▶ What to work on
a. Translate this sentence from the excerpt below on Luke's crucifixion scene into Spanish: "First-century Christians believed that the career of Jesus, even down to minor details, was predicted in their sacred writings."
b. Answer these questions from the excerpt below on Luke's crucifixion scene:
(i) Which psalm does Luke quote as the dying speech of Jesus?
(ii) According to Northrop Frye, what do the two testaments form?
(iii) To whom does Luke have Peter interpret the verses from the psalm?

▶ Source extract

Luke is even more self-conscious literary and fictive than Matthew in his crucifixion scene. Though, as I have said, he knew perfectly well what Mark had written as the dying words of Jesus, he created new ones more suitable to his understanding of what the death of Jesus meant—an act with at least two critical implications. First, that he has thus implicitly declared Mark’s account a fiction; second, that he self-consciously presents his own as a fiction. For like Matthew, Luke 23:46 deliberately placed his own work in the literary tradition by quoting Psalm 30 (31):5 in the Septuagint as the dying speech of Jesus: “Into your hands I will commit my spirit” (eis cheiras sou parathsomai to pneuma mou), changing the verb from future to present (paratihemai) to suit the circumstances and leaving the rest of the quotation exact.

This is self-conscious creation of literary fiction, creation of part of a narrative scene for religious and moral rather than historical purposes. Luke knew perfectly well, I would venture to assert, that he was not describing what happened in the past; he was instead creating an ideal model of Christian death, authorized both by doctrine and by literary precedent.

First-century Christians believed that the career of Jesus, even down to minor details, was predicted in their sacred writings. By a remarkably creative fiat of interpretation, the Jewish scriptures (especially in Greek translation) became a book that had never existed before, the Old Testament, a book no longer about Israel but about Israel’s hope, the Messiah, Jesus. Northrop Frye nicely sums up this self-reflexive aspect of the two Testaments as early Christians saw them:

How do we know that the Gospel story is true? Because it confirms the prophecies of the Old Testament. But how do we know that the Old Testament prophecies are true? Because they are confirmed by the Gospel story. Evidence, so called, is bounced back and forth between the testaments like a tennis ball; and no other evidence is given us. The two testaments form a double mirror, each reflecting the other but neither the world outside.

A voice, for example, in the (now) “Old” Testament became by interpretative fiat the voice of Jesus. When the psalmist wrote “My flesh shall rest in hope: because thou wilt not leave my soul in hell, neither wilt thou suffer thine holy one to see corruption” (Psalms 15 [16]:9-10 LXX), it was in fact not “really” the psalmist speaking, but Jesus, a thousand years before his birth. As Luke has Peter say, in interpreting these verses to the crowd at Pentecost:

Let me tell you plainly, my friends, that the patriarch David died and was buried, and his tomb is here to this very day. It is clear therefore that he spoke as a prophet… and when he said he was not abandoned to death, and his flesh never suffered corruption, he spoke with foreknowledge of the resurrection of the Messiah (Acts 2:29-31).

By fiat of interpretation, a psalm becomes a prophecy. David becomes Jesus.

▶ Supplied data
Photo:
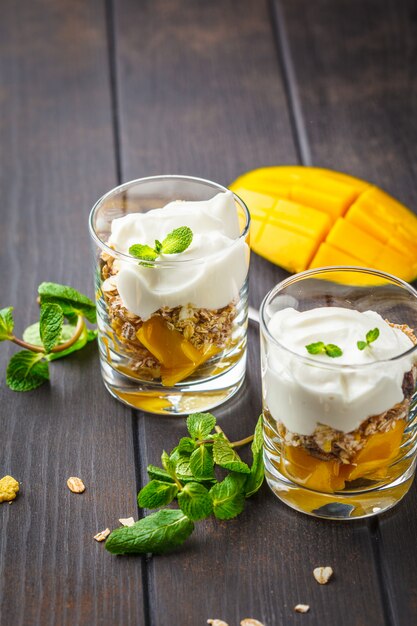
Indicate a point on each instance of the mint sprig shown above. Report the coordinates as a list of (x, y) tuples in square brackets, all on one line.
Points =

▶ Results
a. Los cristianos del siglo I creían que la trayectoria de Jesús, hasta en los detalles más pequeños, estaba predicha en sus escritos sagrados.

b.
(i) Psalm 30 (31):5 in the Septuagint.
(ii) A double mirror, each reflecting the other but neither the world outside.
(iii) To the crowd at Pentecost.